• What is required: Take the line that contains "Target: bus shelter" as the first line and the final line of the records as the last; return exactly those lines and the lines between.

• Data shown:
--------------------------------------------------

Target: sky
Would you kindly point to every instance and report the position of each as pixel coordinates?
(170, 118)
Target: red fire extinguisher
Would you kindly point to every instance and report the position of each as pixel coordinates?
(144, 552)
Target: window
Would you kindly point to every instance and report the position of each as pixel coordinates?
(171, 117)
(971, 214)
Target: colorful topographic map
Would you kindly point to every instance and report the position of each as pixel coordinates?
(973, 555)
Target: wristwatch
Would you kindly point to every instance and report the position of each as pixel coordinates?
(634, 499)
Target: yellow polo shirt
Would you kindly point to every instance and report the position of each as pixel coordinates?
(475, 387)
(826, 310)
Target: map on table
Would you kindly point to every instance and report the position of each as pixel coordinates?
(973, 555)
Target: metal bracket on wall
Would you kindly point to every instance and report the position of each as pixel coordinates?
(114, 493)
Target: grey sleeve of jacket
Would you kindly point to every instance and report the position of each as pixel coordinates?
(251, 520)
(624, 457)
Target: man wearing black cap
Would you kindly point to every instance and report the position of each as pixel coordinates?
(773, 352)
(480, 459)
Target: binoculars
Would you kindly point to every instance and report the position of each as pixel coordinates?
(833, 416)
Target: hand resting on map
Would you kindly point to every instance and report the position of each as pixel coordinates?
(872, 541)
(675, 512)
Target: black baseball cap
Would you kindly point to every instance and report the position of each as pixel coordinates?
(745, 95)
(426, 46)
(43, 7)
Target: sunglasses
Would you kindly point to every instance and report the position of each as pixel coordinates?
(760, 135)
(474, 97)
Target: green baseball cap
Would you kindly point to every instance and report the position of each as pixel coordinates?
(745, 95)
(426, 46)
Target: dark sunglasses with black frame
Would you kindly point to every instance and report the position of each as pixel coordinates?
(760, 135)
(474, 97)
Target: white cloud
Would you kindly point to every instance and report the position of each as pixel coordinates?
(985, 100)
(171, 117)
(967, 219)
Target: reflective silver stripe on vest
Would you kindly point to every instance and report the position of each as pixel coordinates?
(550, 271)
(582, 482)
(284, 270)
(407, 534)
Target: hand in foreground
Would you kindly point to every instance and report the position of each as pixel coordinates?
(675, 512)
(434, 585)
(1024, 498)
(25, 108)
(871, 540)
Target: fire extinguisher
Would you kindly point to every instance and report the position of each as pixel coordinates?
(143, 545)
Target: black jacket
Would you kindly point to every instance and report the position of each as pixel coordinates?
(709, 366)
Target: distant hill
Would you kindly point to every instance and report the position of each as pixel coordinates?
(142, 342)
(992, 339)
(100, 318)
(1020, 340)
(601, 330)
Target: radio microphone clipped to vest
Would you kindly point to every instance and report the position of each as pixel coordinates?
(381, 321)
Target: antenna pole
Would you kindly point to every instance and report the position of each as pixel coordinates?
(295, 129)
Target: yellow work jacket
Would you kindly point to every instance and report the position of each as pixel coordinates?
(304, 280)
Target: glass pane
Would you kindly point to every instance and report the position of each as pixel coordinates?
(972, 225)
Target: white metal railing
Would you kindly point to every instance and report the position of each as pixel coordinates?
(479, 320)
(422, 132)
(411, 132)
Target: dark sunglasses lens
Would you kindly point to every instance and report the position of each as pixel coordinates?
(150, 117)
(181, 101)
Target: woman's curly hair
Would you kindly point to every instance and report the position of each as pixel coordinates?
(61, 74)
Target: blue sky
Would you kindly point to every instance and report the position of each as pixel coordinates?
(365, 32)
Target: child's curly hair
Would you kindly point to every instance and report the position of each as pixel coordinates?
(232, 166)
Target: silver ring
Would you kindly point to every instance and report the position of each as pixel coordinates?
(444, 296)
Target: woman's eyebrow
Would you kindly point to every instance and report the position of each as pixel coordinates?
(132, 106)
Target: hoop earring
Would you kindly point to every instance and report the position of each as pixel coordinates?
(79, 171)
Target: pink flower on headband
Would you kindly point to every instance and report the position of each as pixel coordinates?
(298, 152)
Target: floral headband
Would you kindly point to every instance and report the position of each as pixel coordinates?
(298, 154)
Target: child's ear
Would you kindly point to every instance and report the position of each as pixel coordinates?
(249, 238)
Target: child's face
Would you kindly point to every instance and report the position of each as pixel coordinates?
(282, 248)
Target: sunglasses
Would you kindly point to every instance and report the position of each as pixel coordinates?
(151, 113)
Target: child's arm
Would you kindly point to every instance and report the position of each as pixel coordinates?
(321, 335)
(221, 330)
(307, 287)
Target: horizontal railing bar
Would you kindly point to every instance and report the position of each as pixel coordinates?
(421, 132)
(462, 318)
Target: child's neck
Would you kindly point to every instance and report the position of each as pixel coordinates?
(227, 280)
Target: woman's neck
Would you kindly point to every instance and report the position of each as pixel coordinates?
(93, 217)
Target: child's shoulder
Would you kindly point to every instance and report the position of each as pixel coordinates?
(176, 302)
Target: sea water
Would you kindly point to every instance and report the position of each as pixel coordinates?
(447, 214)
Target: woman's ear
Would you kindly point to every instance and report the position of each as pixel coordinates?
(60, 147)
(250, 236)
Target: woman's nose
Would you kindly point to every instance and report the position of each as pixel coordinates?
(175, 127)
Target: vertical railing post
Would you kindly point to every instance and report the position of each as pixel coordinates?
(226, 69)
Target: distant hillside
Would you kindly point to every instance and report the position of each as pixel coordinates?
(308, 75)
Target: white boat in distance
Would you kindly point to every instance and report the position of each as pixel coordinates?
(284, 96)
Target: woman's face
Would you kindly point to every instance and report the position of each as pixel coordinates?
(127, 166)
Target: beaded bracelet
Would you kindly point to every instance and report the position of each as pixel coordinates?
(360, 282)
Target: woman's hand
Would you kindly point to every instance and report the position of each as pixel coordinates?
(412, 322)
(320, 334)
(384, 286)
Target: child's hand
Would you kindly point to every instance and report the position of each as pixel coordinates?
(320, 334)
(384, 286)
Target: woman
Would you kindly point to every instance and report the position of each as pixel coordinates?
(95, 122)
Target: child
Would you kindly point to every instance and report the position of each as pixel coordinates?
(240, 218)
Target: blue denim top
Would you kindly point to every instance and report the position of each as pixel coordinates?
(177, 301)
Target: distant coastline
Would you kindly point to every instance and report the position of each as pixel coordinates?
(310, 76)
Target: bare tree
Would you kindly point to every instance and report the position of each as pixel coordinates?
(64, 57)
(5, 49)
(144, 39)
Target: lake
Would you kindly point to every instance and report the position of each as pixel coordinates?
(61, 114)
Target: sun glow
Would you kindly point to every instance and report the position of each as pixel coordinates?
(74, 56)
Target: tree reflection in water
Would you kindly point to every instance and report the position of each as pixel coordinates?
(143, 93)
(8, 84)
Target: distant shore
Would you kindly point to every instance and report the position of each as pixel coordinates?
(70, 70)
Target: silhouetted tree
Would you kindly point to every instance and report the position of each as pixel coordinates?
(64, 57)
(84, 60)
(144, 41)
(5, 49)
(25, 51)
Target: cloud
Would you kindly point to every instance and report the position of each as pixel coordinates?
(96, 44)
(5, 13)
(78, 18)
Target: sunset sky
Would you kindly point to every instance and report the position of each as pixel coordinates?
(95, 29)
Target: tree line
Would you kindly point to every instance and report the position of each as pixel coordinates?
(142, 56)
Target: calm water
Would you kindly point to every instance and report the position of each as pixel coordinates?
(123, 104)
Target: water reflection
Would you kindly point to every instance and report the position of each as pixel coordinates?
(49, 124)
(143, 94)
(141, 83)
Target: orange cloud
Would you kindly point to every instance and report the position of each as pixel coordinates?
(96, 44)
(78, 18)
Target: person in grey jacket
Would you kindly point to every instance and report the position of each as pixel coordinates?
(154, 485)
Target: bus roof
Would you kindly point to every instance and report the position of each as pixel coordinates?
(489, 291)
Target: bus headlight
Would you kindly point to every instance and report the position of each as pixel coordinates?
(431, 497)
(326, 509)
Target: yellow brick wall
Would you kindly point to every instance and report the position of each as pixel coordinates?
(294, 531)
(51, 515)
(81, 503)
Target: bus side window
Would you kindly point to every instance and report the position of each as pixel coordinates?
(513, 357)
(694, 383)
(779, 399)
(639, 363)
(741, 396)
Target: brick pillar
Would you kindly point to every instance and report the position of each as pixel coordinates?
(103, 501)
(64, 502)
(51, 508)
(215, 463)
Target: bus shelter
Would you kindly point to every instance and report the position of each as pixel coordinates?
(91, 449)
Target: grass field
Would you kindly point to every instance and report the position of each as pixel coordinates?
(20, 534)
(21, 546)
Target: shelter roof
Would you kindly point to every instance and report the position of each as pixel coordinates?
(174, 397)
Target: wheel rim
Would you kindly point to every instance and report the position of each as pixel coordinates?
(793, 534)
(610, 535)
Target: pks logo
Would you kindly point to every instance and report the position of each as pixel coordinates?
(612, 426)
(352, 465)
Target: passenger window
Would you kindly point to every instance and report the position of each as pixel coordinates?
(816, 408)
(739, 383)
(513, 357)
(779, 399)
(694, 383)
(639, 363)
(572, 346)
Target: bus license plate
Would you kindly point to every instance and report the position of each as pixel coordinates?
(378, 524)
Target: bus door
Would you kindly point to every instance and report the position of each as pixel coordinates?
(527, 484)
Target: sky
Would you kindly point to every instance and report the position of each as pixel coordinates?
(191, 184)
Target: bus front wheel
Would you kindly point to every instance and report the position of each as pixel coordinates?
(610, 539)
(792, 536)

--------------------------------------------------

• Result of this exercise:
Target: bus shelter
Would you kindly point to every instance and report the position of each as pixel coordinates?
(91, 449)
Target: grass field
Would you kindly point to every instance and report the position of each as pixel coordinates?
(20, 534)
(21, 546)
Target: shelter roof
Would you kindly point to every instance and report the position of each as pixel coordinates?
(174, 397)
Target: wheel rim
Would you kindly point to every instance and report the position of each as pixel coordinates?
(793, 534)
(610, 535)
Target: pks logo
Would you kindly point to every instance and report the position of each as pixel coordinates?
(612, 426)
(352, 465)
Target: passenger window
Would you kindly point to every instance and report the position of each as pixel coordinates?
(816, 408)
(739, 383)
(513, 357)
(779, 399)
(694, 383)
(639, 363)
(572, 346)
Target: bus license plate
Would you kindly point to every instance and report the position of each as pixel coordinates?
(378, 524)
Target: bus door
Would you kindly point to every instance and report the position of each as pixel coordinates?
(527, 484)
Target: sky
Would you kindly point to every instance and report the position of each as pixel coordinates?
(191, 184)
Target: bus front wheel
Would you kindly point to every instance and report the position of each as pixel coordinates?
(610, 539)
(792, 536)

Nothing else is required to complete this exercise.